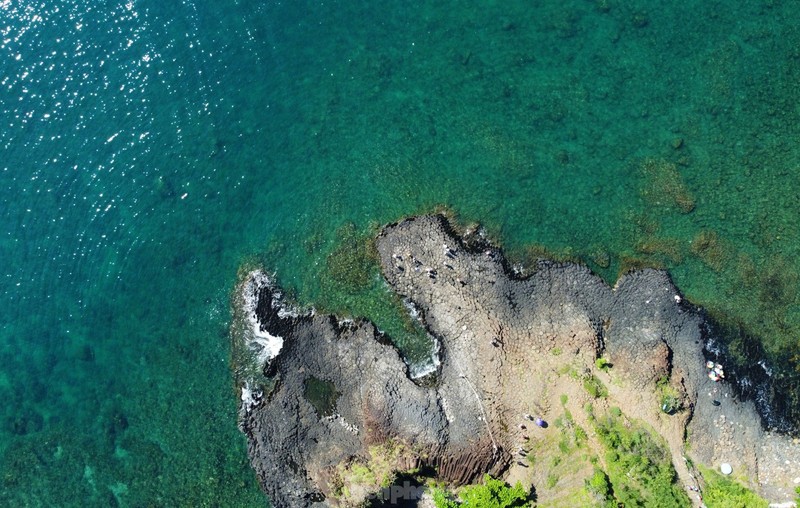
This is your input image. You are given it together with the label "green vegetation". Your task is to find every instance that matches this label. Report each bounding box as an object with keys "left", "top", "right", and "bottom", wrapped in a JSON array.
[
  {"left": 557, "top": 364, "right": 580, "bottom": 379},
  {"left": 590, "top": 409, "right": 689, "bottom": 507},
  {"left": 656, "top": 376, "right": 683, "bottom": 415},
  {"left": 573, "top": 426, "right": 588, "bottom": 446},
  {"left": 699, "top": 466, "right": 768, "bottom": 508},
  {"left": 330, "top": 439, "right": 416, "bottom": 503},
  {"left": 583, "top": 374, "right": 608, "bottom": 398},
  {"left": 552, "top": 408, "right": 588, "bottom": 452},
  {"left": 595, "top": 357, "right": 612, "bottom": 372},
  {"left": 585, "top": 467, "right": 615, "bottom": 507},
  {"left": 432, "top": 474, "right": 531, "bottom": 508}
]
____________________
■ Brief
Could the entries above be printed again exactly, apart from the pictures?

■ Task answer
This is your input image. You are given it together with the label "green vegetation". Your task is to find every instance that matches this label. Report each bounding box as an object with keys "left", "top", "right", and "bottom", wrapped in a JSON array.
[
  {"left": 557, "top": 364, "right": 580, "bottom": 379},
  {"left": 590, "top": 409, "right": 689, "bottom": 507},
  {"left": 656, "top": 376, "right": 683, "bottom": 415},
  {"left": 573, "top": 426, "right": 588, "bottom": 446},
  {"left": 699, "top": 466, "right": 768, "bottom": 508},
  {"left": 330, "top": 439, "right": 416, "bottom": 503},
  {"left": 583, "top": 374, "right": 608, "bottom": 398},
  {"left": 552, "top": 408, "right": 588, "bottom": 452},
  {"left": 595, "top": 357, "right": 612, "bottom": 372},
  {"left": 585, "top": 467, "right": 615, "bottom": 507},
  {"left": 432, "top": 474, "right": 531, "bottom": 508}
]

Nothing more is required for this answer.